---------- ARTICLE
In [2]:
import os
import fitz  # PyMuPDF
import pandas as pd
from sentence_transformers import SentenceTransformer, util


  from .autonotebook import tqdm as notebook_tqdm


In [3]:
# Load the job description from the text file
with open("Job_Description.txt", "r", encoding='utf-8') as f:
    job_description = f.read()

# Optional: Preview the first 300 characters
print(job_description[:300])


We are seeking a Machine Learning Engineer with experience in Python, TensorFlow, and natural language processing. The candidate should have knowledge of resume parsing, scoring systems, and data preprocessing. Strong communication and collaboration skills are a plus.



In [9]:
import os

# Folder containing the resumes
resume_folder = "Sample_Resumes"

# List to store extracted resume texts and filenames
resumes = []
resume_names = []

# Function to extract text from a PDF file
def extract_text_from_pdf(pdf_path):
    import fitz  # PyMuPDF
    doc = fitz.open(pdf_path)
    text = ""
    for page in doc:
        text += page.get_text()
    return text

# Loop through all PDF files in the folder and extract text
for filename in os.listdir(resume_folder):
    if filename.lower().endswith(".pdf"):
        pdf_path = os.path.join(resume_folder, filename)
--------------------
---------- INFORMATION SUPPLIED
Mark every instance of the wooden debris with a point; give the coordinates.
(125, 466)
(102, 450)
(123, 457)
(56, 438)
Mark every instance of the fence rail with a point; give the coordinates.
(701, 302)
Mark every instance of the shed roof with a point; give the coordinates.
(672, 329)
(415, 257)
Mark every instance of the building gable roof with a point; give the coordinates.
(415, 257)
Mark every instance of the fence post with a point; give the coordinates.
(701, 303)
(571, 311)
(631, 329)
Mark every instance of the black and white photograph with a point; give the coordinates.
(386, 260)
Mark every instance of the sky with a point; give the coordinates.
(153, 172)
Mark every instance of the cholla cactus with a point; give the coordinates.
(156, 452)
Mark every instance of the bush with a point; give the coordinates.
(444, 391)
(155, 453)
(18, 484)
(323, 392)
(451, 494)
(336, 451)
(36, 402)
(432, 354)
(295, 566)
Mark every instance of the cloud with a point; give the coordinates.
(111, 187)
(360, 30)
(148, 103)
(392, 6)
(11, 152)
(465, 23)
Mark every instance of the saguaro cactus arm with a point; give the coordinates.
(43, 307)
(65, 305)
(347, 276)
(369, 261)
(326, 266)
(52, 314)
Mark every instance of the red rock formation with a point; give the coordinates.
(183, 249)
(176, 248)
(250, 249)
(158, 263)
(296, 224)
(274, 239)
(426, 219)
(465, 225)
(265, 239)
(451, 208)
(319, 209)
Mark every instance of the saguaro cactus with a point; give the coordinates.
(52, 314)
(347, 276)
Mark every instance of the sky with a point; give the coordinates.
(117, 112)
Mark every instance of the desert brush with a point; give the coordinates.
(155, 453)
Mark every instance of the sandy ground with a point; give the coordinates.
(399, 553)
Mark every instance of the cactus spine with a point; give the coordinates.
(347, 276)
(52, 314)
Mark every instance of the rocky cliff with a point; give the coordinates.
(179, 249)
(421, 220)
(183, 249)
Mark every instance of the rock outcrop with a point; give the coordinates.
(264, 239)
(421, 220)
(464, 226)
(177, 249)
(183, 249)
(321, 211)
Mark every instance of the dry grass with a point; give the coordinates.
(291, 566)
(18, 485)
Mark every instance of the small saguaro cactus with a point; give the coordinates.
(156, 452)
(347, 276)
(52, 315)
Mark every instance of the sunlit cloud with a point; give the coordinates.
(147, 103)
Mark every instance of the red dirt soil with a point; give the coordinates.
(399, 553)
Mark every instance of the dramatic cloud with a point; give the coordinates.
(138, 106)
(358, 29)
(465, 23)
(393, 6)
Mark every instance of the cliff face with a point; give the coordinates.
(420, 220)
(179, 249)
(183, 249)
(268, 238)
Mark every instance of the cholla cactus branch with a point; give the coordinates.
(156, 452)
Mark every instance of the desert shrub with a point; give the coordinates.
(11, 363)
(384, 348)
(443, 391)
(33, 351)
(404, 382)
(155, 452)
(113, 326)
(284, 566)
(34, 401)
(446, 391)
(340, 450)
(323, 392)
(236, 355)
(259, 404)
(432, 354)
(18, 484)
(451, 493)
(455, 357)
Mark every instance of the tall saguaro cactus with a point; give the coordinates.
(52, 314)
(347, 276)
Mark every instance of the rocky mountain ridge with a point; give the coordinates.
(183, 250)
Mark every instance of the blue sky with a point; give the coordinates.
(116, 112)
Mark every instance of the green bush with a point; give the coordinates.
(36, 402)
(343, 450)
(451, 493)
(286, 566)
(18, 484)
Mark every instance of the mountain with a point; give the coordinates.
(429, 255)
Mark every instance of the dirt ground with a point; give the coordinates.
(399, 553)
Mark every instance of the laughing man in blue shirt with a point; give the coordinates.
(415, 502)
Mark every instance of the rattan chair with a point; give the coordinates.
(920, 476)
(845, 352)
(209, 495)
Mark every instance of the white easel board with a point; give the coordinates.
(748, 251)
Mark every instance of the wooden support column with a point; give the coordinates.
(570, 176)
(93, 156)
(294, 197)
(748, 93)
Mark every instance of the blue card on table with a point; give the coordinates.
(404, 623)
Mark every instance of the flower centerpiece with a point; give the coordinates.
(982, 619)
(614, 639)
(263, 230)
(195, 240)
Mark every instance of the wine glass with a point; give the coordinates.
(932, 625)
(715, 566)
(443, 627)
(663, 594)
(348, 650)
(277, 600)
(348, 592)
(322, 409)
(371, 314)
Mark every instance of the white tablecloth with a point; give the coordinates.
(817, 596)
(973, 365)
--------------------
» **WRITTEN TASKS**:
a. Summarize the Python notebook in two sentences.
b. Carry on with the Python notebook from the point where it stops.

» **RESPONSES BY TASK**:
a. The notebook imports os, PyMuPDF, pandas, and SentenceTransformer with util, then reads a job description from Job_Description.txt and prints its first 300 characters, which ask for a Machine Learning Engineer with experience in Python, TensorFlow, and natural language processing. It then defines a function that pulls the text from every page of a PDF with PyMuPDF and begins looping over the Sample_Resumes folder to handle each PDF file.

b.
        text = extract_text_from_pdf(pdf_path)
        resumes.append(text)
        resume_names.append(filename)

print(f"✅ Extracted text from {len(resumes)} resumes.")


✅ Extracted text from 2 resumes.


In [10]:
for name, text in zip(resume_names, resumes):
    print(f"\n--- {name} ---\n{text[:500]}...\n")



--- resume1.pdf ---
Resume
Name: Alice Johnson
Role: Machine Learning Engineer
Skills: Python, TensorFlow, Scikit-learn, SQL
Experience:
Worked on end-to-end ML pipelines. Built classification models for customer churn. Optimized
training time using GPU acceleration.
Page 1
...


--- resume2.pdf ---
Resume
Name: Bob Smith
Role: Data Scientist
Skills: Pandas, NumPy, Matplotlib, NLP, PyTorch
Experience:
Developed sentiment analysis tools. Created dashboards with data visualizations. Collaborated with
engineering team for deployment.
Page 1
...



In [11]:
from sentence_transformers import SentenceTransformer, util
import pandas as pd

# Load a pre-trained model (you can try other models like 'paraphrase-MiniLM-L6-v2')
model = SentenceTransformer('all-MiniLM-L6-v2')

# Load job description
with open("Job_Description.txt", "r", encoding='utf-8') as f:
    job_description = f.read()

# Convert job description to embedding
job_embedding = model.encode(job_description, convert_to_tensor=True)

# Convert each resume to embedding and calculate similarity
scores = []
for resume_text in resumes:
    resume_embedding = model.encode(resume_text, convert_to_tensor=True)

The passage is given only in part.